+++ Document passage +++

Decisions & Open Threads
- Slay the Beast of the Woods. The session's cliffhanger: a deadly poison-monster hunt, undertaken to honour Algrimmar's lodge and to harvest the venom sac that can save the orc medicine woman's dying patient. Preparation (antivenoms, poison resistance) is strongly advised.
- The midnight church meeting. Tonight at midnight the party meets — alone, by the bells — the heart-broken soul the witch church needs help for; the Covenite asks them to consider it deeply before accepting.
- The frog-folk fence. Build the fence (Magra, Fenric, Algrimmar, +Thalia's thorns) over the two-week downtime; King Ringo then pays Edgar for the change-of-use deed, completing the third and last frog-folk task and the witch's good-deed slate.
- The dragon hand-in, still pending. The silenced drake skeleton's bounty (to Sheriff Jeremiah Falconer and Dominus) waits on Valmora confirming it stays dead; the banked pip rides on the dragon and town-help hand-ins.
- The fool's-gold leaf. Why the orc medicine woman is quietly hoarding a deadly look-alike poison is an unflagged thread; Thalia means to mark and later gather it.
- Turn the town, quietly. The party leans toward a covert pro-Reclamation tilt rather than openly toppling the Laewendas-installed mayor Belbermont — the mill that arms Cathalon remains the strategic prize.
- Where next. After Ponterford the heading is still loose; the GM's prep points toward a Druid's Grove near the Veilwood (also staged for the parallel "Red Group") and, eventually, the assault on Laewendas.
- Carryover: Jex's legal non-existence (declined registration) and her ultra-arrow; Otto's package and Thalia's oath; the red-candle tomb / 14-ft coffin (Session 24) and Valmora's dead-gods quarry; the imprisoned Caressa and the cave's deferred loot; the missing mothers; the longer heading to the Veilwood.
- Roster. On-screen: Thalia, Silithane, Lash, Magra, Fenric, Valmora, Jex — plus Salamandine and Silithane's crow. The rest of the group remains absent (and must return before the party levels); Ashlyn is recalled to the Veilwood, Draak is gone. Still level 6.
Memorable Moments
- "Are we living in screaming corpses?" Jex chasing the owl's lesson to its grim end (off Fenric's Arcana 18), the GM confirming the house "is not screaming because all the wood it's made of is from murdered plants" — you're merely living in their dead bodies.
- The junk stone. An entire roadside religion of pointless garbage, tended by Victus the (formerly) Mute, who keeps the name out of habit — and a party that solemnly donates a gnome skull and a dead man's worthless favour to it.
- "Legally distinct from knighted." King Ringo tapping Fenric's shoulders with his staff and bestowing the one honour a frog-king is legally allowed to give.

+++

▸ Task to complete
Please summarize the session notes above in two sentences. The records are separate material with no connection to the session notes.

+++ Extracted entries +++

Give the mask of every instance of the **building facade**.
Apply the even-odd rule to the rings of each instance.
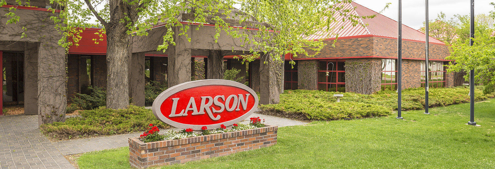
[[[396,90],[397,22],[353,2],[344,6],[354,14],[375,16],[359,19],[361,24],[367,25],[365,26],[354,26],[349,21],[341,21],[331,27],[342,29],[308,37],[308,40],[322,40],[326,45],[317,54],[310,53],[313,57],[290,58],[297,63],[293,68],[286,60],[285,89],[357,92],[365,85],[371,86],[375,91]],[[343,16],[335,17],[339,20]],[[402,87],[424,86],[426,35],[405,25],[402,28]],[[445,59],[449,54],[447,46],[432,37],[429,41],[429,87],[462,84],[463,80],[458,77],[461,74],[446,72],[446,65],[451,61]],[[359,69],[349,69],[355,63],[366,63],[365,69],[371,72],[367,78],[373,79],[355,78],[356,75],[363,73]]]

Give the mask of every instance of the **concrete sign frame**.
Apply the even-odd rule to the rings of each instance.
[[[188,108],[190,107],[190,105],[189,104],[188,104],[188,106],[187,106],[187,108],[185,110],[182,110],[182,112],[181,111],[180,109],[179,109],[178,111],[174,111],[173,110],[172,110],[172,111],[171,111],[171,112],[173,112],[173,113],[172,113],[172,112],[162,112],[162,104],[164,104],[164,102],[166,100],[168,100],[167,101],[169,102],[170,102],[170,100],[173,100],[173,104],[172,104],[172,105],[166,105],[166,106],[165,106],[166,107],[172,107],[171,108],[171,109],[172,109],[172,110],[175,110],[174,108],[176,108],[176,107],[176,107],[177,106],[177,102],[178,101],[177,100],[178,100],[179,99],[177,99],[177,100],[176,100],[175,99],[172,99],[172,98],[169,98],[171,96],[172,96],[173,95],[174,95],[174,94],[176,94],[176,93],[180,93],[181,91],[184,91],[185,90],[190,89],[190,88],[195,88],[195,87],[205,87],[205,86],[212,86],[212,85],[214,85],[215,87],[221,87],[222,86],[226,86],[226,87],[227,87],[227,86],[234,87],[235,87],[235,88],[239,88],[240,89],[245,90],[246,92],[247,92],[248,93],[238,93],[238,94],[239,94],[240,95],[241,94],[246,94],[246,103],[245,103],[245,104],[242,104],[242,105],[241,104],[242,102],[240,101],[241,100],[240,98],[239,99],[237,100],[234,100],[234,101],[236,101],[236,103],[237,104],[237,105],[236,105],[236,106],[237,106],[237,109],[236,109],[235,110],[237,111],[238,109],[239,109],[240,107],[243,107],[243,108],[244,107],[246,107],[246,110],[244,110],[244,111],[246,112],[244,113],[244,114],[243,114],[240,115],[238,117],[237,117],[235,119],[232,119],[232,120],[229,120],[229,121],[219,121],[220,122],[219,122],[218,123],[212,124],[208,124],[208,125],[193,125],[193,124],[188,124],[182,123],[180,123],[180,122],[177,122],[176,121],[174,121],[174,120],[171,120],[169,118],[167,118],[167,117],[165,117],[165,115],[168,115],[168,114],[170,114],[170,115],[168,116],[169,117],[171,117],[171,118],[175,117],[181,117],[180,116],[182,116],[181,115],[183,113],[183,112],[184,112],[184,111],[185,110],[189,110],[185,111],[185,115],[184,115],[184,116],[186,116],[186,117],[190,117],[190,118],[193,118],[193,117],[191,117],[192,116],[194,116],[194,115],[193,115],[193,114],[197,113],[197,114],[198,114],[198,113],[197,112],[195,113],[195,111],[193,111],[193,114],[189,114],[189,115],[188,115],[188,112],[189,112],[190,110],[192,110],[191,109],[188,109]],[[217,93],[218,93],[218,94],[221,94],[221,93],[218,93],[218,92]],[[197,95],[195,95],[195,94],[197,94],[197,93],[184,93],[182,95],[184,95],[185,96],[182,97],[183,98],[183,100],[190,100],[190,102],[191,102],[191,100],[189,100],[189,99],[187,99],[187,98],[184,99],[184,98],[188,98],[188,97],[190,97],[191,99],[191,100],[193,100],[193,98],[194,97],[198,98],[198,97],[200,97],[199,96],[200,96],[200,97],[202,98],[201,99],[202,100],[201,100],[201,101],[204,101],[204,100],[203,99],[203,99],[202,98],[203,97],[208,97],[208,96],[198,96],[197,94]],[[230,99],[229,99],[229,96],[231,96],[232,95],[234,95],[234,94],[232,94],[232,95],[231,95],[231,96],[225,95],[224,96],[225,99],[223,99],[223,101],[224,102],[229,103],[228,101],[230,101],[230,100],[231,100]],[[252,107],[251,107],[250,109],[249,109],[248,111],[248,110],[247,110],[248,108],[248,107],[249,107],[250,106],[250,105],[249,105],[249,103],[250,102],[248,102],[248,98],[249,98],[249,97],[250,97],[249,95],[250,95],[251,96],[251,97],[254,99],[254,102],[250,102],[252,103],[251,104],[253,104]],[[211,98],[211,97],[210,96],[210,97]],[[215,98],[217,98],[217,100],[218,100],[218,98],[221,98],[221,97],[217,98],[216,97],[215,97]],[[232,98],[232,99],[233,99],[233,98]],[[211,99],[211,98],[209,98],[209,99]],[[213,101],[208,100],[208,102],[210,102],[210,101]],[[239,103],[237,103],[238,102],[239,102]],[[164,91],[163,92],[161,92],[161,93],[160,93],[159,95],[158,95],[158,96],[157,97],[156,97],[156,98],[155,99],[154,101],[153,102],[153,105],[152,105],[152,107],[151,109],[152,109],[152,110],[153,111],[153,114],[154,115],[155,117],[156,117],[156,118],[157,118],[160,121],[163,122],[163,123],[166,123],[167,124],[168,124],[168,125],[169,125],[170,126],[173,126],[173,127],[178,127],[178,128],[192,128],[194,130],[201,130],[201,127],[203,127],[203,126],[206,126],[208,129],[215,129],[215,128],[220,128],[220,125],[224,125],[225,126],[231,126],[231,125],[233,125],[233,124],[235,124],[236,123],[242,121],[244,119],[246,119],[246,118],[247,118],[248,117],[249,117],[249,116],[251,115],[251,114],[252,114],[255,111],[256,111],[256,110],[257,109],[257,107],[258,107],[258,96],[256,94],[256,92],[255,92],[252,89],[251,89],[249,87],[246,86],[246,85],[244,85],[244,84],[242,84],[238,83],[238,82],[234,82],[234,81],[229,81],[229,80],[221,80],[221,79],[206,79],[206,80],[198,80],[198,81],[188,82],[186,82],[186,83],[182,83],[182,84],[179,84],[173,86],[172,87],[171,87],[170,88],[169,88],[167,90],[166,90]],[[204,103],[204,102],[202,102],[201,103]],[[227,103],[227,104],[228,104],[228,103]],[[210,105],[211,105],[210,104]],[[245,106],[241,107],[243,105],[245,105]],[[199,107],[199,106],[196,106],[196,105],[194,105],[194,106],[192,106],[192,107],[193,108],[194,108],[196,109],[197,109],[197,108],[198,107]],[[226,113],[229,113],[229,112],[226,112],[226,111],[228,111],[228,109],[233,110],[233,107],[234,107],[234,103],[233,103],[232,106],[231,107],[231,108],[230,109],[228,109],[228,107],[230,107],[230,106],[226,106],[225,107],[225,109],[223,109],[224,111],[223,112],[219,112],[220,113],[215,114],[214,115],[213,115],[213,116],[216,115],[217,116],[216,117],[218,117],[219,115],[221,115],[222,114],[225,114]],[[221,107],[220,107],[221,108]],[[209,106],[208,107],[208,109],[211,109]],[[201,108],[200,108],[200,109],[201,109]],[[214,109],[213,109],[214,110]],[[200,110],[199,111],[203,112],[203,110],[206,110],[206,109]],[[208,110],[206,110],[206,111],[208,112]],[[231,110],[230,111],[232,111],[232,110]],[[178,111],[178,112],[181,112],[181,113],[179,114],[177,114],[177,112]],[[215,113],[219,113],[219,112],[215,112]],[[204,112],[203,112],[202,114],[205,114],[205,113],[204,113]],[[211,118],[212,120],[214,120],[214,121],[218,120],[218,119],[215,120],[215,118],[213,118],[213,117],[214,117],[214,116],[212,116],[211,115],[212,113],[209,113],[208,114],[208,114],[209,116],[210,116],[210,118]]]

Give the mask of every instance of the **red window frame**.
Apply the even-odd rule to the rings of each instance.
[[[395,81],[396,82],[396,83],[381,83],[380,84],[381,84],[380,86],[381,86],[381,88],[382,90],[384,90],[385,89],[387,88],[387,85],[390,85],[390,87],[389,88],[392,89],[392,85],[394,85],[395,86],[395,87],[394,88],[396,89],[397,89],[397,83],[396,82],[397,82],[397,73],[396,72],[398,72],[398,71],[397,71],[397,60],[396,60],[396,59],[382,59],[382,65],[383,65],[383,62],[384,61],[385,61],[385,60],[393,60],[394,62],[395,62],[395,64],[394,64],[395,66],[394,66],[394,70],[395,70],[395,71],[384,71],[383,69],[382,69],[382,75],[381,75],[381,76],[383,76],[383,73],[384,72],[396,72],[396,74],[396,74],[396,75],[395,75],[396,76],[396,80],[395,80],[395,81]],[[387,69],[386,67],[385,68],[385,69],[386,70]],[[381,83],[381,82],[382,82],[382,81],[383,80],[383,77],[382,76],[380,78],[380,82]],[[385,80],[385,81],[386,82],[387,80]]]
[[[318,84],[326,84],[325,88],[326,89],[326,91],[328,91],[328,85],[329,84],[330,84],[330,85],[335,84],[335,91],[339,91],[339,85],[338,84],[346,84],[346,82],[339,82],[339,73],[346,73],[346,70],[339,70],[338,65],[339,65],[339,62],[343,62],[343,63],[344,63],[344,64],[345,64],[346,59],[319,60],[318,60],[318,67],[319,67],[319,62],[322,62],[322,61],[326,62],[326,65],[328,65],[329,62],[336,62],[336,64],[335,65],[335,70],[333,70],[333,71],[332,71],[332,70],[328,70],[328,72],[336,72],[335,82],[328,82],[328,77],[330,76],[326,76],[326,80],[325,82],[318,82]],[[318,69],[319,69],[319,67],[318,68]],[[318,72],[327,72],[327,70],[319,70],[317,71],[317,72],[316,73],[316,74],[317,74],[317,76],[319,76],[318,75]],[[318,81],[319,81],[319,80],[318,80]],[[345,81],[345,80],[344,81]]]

+++

▸ Worked solution
The party's open threads include a poison-monster hunt to honor Algrimmar's lodge and harvest a venom sac for the orc medicine woman's dying patient, a midnight meeting for the witch church, a frog-folk fence to build over the two-week downtime, and a dragon bounty that waits on Valmora confirming the drake stays dead. The party also leans toward quietly tilting the town pro-Reclamation rather than openly toppling the mayor Belbermont, and the session's memorable moments included Jex's question about living in screaming corpses, a roadside junk-stone religion tended by Victus, and King Ringo giving Fenric an honor legally distinct from knighthood.